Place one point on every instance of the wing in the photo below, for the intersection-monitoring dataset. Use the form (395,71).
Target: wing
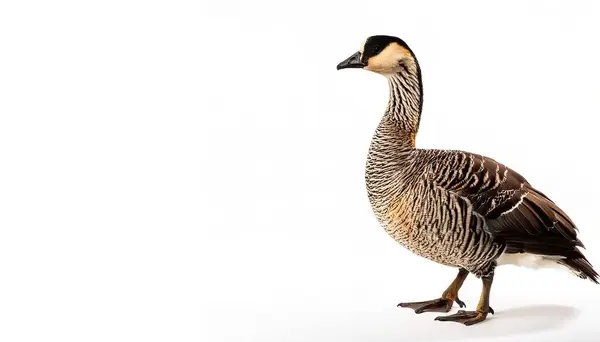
--- --- ---
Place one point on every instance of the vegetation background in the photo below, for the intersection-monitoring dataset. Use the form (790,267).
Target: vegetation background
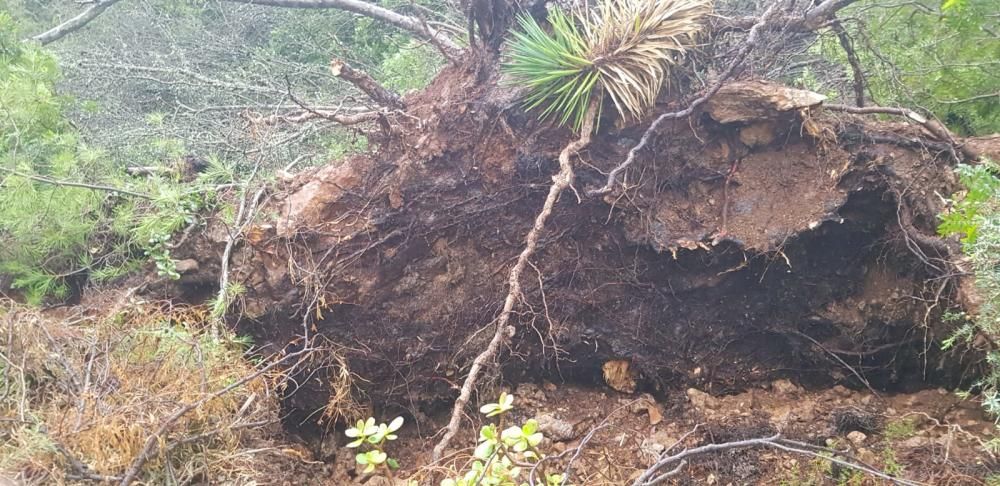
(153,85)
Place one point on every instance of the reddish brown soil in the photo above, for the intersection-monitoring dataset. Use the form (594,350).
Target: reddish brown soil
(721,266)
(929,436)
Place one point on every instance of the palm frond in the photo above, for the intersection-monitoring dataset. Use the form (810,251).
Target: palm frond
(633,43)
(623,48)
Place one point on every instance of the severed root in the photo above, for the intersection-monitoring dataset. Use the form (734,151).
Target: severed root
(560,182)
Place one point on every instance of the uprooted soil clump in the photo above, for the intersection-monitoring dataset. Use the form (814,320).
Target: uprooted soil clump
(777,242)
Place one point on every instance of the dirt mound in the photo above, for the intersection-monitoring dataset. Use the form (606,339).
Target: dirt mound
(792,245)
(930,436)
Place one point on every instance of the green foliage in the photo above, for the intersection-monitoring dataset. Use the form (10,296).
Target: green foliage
--- --- ---
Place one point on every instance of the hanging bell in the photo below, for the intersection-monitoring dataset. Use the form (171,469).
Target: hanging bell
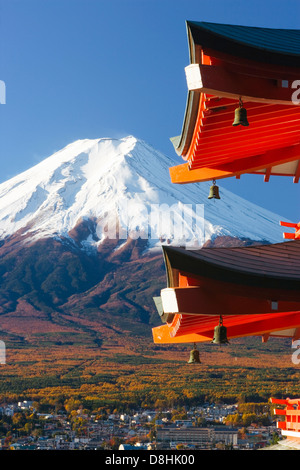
--- --- ---
▶ _Exercise brief_: Reproduce the material from the line with "Place one point on every instance of the hanging" to the line with "Target: hanging bell", including both, keeping every character unchanged.

▶ _The result_:
Place one point on every instance of the hanging bell in the photo below, for the intersection-monitoring dataset. Use the form (171,469).
Target: hanging bell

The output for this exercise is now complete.